Task to carry out » Starting at the line that contains "of the eyeglasses", restate each line word for word through the final line of the data, keeping both ends.

(Location annotation dataset excerpts)
* BEGIN *
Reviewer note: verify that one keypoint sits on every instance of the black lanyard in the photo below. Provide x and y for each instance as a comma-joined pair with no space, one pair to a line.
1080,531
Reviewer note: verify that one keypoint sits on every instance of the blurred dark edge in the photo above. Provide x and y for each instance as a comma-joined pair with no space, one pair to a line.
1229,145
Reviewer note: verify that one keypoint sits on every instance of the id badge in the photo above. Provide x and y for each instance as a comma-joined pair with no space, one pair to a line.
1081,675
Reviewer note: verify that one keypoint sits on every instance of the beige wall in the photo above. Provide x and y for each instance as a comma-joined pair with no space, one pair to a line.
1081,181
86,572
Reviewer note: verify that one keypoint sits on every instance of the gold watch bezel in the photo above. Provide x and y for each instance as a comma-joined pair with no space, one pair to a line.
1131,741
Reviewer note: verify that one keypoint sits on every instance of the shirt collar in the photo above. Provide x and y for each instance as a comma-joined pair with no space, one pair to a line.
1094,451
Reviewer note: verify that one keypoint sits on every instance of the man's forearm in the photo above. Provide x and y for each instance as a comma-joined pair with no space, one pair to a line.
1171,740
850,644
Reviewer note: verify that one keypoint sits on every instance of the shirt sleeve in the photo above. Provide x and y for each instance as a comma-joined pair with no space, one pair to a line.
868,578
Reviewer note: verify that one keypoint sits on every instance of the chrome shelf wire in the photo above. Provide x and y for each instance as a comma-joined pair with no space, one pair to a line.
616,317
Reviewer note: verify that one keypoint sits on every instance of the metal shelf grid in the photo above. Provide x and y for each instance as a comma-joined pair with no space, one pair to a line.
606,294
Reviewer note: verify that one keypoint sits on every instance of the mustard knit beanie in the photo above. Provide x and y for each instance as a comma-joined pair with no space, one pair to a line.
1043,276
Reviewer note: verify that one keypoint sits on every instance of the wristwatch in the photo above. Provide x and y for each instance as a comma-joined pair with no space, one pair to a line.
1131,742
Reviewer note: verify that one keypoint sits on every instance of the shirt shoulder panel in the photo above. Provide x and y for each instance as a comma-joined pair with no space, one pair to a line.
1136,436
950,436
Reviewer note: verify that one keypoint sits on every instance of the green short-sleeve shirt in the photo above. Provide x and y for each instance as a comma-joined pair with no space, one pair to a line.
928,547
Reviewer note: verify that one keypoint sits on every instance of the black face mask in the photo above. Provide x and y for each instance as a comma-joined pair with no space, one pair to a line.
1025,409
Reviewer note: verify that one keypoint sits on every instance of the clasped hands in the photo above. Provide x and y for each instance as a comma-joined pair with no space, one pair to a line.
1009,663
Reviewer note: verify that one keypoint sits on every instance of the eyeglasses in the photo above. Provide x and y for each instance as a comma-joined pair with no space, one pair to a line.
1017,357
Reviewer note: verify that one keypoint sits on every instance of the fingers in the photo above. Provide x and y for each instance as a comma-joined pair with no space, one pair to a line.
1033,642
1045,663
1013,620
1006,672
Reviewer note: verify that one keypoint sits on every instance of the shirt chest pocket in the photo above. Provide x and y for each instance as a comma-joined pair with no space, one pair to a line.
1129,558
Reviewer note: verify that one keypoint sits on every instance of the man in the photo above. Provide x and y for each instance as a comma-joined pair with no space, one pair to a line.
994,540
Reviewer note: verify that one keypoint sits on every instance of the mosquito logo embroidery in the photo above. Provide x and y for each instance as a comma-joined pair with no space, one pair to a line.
* END *
Output of the exercise »
Reviewer note: verify that one keypoint sits on every instance of the eyeglasses in the photo above. Provide x and y for each instance as a comma-joined pair with no space, one pair to a line.
1017,357
Reviewer note: verify that one keypoint sits on every instance of the fingers in the photo above. Provide x and y for each instance as a comma-joined pair with no space, one pair to a line.
1033,642
1045,663
1013,620
1006,672
Reviewer note: verify that one keypoint sits on every instance of the shirt chest pocket in the photo above. Provide x and y for each instance as a comma-joined pair with no space, one pair to a line.
1129,558
Reviewer note: verify that one keypoint sits on every instance of the man in the photo above. Provide x and y for each instance as a comma-joined pair with no space, one pair to a line.
994,540
Reviewer note: verify that one keypoint sits on every instance of the mosquito logo embroidery in the photo above. Provide x and y for each instance as a comma-joined pair with no space, one pair to a line.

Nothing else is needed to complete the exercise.